TAREFAS DO EXERCÍCIO ::
- A) No relato do labrador, que carro se aproxima do condomínio antes de o animal ser abandonado?
- B) Liste todos os lugares designados por nome próprio no relato do labrador.
- C) Transcreva literalmente o trecho do relato do labrador que começa em "Rodolfo ainda tenta" e termina em "festas de réveillon.".

TRECHO DO TEXTO ::
******

A história começa triste. Um labrador caramelo é abandonado doente, aqui, perto de casa. Vizinhos presenciaram a cena. Um Palio preto se aproxima do nosso condomínio, um homem e uma mulher descem do carro e enxotam o pobre animal. Em seguida, partem em disparada.
O cão, cerca de um ano e meio, começa a perambular pela vizinhança e, no dia seguinte, no último dia do ano, pela manhã, o Rodolfo acorda e vai dar um passeio até a represa Guarapiranga, cerca de 200 metros de casa, e começa a ser seguido pelo labrador caramelo todo doente que, a partir daquele momento, não o deixa sozinho nem por um segundo.
Rodolfo ainda tenta despistá-lo, dando umas voltas por ali, mas não adianta. No retorno pra casa, vem seguido pelo labrador e está sensibilizado.
Não sabemos muito bem o que fazer. Entretanto, percebemos que o cão está faminto. Há ração para cães em casa (da Cacilda, nossa vira-latas da SP Escola de Teatro que muitas vezes vem passar uns tempos comigo aqui, em Parelheiros).
Colocamos água e comida e o pobre animal, faminto e cheio de sede, devora tudo com avidez.
Percebemos que há muitas feridas em seu corpo. Mas é um dia complicado. 31 de dezembro, hora do almoço, o mundo todo se preparando para as festas de réveillon.
Vou pra Internet e começo a pesquisar algum veterinário por aqui. Por fim, localizo um hospital em Interlagos e é pra lá que levamos o pobre cãozinho.

******

DADOS EM ESTUDO ::
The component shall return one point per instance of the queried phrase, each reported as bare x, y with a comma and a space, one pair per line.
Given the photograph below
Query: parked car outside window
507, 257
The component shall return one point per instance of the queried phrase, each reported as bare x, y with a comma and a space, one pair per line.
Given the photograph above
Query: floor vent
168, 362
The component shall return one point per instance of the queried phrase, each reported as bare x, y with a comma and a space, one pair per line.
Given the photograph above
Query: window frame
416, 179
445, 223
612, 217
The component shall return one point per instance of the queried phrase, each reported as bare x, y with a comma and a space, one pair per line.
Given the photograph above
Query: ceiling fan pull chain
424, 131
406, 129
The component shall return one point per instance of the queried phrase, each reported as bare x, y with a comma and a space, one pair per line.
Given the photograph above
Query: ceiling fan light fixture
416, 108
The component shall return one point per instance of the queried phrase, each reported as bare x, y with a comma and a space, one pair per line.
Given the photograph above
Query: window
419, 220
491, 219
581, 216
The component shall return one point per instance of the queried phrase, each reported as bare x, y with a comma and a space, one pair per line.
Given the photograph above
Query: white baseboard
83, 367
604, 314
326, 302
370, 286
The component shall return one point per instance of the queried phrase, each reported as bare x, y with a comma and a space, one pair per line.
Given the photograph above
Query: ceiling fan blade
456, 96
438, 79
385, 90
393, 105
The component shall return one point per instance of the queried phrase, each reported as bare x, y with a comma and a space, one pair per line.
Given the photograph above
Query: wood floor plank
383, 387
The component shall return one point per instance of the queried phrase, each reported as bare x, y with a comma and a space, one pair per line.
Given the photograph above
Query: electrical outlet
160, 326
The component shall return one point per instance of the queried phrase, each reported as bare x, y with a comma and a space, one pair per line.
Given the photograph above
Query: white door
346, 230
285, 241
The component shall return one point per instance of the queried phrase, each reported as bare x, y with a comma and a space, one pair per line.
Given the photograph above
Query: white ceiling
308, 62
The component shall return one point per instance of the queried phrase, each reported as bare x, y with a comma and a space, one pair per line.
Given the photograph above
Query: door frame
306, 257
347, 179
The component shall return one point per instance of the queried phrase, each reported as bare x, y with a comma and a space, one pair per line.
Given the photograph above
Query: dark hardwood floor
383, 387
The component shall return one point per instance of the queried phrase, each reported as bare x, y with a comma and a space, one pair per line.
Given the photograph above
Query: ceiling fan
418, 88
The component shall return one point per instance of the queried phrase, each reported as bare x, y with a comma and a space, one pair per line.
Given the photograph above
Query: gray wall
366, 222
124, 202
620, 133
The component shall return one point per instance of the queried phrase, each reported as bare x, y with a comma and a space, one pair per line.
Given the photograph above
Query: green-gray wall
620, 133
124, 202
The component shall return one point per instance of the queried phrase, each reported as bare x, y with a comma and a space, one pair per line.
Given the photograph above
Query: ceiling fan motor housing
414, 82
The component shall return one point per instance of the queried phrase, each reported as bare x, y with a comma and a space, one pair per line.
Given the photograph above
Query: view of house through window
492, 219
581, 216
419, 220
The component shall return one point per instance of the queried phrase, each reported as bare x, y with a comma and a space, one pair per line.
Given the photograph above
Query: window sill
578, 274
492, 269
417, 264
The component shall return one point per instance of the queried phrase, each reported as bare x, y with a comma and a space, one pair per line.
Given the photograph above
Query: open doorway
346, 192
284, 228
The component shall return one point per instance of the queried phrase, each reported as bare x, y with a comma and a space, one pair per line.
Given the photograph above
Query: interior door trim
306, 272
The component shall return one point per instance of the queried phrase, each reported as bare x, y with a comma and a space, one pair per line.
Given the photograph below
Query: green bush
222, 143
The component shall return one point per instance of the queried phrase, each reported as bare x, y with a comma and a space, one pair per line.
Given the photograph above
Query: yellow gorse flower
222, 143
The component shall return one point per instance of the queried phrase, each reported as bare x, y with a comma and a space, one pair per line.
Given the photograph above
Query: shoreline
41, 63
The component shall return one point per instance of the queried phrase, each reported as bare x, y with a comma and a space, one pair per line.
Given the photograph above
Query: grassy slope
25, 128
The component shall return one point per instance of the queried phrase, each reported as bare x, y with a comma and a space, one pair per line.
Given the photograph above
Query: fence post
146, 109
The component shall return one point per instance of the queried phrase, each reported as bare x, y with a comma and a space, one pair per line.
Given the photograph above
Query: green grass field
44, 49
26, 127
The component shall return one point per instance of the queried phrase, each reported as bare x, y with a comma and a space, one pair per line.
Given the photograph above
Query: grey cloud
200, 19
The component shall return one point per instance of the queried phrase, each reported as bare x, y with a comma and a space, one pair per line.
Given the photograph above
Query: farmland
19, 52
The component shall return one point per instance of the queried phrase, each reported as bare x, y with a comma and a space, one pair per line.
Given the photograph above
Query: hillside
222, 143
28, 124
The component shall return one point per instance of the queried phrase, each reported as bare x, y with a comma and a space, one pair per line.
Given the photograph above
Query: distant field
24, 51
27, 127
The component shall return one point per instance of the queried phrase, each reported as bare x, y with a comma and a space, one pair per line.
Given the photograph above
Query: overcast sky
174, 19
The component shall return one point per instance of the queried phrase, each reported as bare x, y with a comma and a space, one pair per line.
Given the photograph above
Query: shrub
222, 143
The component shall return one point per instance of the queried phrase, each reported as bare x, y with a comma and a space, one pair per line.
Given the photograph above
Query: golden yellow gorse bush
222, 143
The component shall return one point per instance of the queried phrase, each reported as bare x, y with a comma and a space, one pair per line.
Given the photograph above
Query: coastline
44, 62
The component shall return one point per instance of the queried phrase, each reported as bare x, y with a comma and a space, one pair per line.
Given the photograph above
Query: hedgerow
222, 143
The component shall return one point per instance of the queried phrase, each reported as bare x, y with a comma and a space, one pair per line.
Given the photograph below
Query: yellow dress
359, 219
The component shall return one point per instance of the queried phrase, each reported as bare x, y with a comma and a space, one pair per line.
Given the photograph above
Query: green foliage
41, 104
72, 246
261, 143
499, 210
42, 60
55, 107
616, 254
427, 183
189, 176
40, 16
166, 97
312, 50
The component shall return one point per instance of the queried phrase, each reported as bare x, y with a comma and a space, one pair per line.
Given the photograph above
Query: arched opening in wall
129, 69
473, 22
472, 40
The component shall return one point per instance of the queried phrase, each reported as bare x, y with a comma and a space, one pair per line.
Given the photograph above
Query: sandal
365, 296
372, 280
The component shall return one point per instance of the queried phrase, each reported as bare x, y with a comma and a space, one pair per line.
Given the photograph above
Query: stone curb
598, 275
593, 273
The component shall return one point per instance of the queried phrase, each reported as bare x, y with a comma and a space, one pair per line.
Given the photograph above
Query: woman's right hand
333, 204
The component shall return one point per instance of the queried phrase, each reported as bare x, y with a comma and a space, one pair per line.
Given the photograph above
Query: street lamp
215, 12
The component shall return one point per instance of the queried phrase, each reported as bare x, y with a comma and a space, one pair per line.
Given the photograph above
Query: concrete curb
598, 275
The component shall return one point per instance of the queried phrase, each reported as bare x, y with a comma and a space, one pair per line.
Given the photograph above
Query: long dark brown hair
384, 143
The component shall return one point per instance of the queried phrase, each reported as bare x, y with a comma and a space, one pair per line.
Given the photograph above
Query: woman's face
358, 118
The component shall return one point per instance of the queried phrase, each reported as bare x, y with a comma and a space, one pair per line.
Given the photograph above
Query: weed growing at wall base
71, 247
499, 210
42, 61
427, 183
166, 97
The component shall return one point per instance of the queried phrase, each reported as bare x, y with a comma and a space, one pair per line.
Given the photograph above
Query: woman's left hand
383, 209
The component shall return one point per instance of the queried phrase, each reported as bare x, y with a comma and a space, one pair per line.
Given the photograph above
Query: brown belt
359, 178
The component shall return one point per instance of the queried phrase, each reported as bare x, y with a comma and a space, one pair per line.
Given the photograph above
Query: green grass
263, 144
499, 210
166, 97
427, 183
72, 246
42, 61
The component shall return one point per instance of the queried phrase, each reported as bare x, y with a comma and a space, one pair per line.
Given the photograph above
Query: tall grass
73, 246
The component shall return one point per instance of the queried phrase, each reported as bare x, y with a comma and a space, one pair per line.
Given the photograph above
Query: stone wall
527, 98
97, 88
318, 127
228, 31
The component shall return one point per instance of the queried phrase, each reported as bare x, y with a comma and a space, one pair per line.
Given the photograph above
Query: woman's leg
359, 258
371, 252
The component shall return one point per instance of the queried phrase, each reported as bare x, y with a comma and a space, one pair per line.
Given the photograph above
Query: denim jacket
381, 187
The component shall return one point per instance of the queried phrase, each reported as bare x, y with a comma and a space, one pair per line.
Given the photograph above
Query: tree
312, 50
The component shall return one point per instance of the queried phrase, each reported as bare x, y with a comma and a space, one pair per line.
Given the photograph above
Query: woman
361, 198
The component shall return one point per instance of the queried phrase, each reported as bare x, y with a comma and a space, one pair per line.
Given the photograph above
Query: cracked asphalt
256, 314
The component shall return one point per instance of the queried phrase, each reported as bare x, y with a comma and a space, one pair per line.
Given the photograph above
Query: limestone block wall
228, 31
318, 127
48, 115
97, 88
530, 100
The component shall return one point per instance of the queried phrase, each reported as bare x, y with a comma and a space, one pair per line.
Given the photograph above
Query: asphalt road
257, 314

******

RESPOSTAS DAS TAREFAS ::
- A) Um Palio preto.

- B) Represa Guarapiranga, SP Escola de Teatro, Parelheiros, Interlagos

- C)
Rodolfo ainda tenta despistá-lo, dando umas voltas por ali, mas não adianta. No retorno pra casa, vem seguido pelo labrador e está sensibilizado.
Não sabemos muito bem o que fazer. Entretanto, percebemos que o cão está faminto. Há ração para cães em casa (da Cacilda, nossa vira-latas da SP Escola de Teatro que muitas vezes vem passar uns tempos comigo aqui, em Parelheiros).
Colocamos água e comida e o pobre animal, faminto e cheio de sede, devora tudo com avidez.
Percebemos que há muitas feridas em seu corpo. Mas é um dia complicado. 31 de dezembro, hora do almoço, o mundo todo se preparando para as festas de réveillon.